**** Excerpt provided

Text Manipulation/Replacement

Karl Larsen k5di at zianet.com
Tue Sep 23 11:34:28 UTC 2008


Ubence Quevedo wrote:
> On Sep 22, 2008, at 04:25 PM, NoOp wrote:
>
>   
>> On 09/22/2008 03:53 PM, Ubence Quevedo wrote:
>>     
>>> ----- Original Message ----
>>>       
>>>> From: Chris Mohler <cr33dog at gmail.com>
>>>> To: "Ubuntu user technical support, not for general discussions" <ubuntu-users at lists.ubuntu.com 
>>>>         
>>>> Sent: Monday, September 22, 2008 3:22:43 PM
>>>> Subject: Re: Text Manipulation/Replacement
>>>>
>>>> On Mon, Sep 22, 2008 at 4:57 PM, Ubence Quevedo wrote:
>>>>         
>>>>> Hello All,
>>>>>
>>>>> I've used pdftotext to convert a pdf document to text and then  
>>>>> used a
>>>>> combination of grep and awk to single out data and replace  
>>>>> formatting
>>>>> that I didn't need.
>>>>>
>>>>> The output data eventually looks like this:
>>>>> 12,123456789
>>>>> ,0987654321
>>>>>
>>>>> But I want it to look like this:
>>>>> 12,123456789,0987654321
>>>>>
>>>>> I've tried many different things with awk, but I can't get it  
>>>>> replace \r, with
>>>>>           
>>>> just a ,
>>>>
>>>> Hmm - I've always had headaches dealing with newlines in sed and awk
>>>> (to a lesser extent - I'm more familiar with sed).

********
**** Recorded data

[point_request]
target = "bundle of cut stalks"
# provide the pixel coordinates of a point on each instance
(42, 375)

********

_Goal:_
Can you pick up the mailing-list thread on text manipulation and replacement after its last line and keep it going?

_Task response:_
>>>>
>>>> How about perl?
>>>>
>>>> cat foo.txt | perl -pi -e 's/\n//g'
>>>>
>>>>         
>>> Hi Chris,
>>>
>>> This worked...kinda...but it ate all of the new lines, so I have  
>>> one continuous line.  I need to find all instances of "\n," and  
>>> replace them with ",".  That way it is very specific in what is  
>>> found and replaced.  I have very little perl knowledge, and my  
>>> feeble attempt at modifying the perl command above failed miserably.
>>>
>>> Any other ideas?
>>>
>>> -Ubence
>>>
>>>       
>> Perhaps a silly question... can you not open the pdf in Adobe Reader  
>> 8,
>> then copy & paste the text to OpenOffice Writer & accomplish what  
>> you want?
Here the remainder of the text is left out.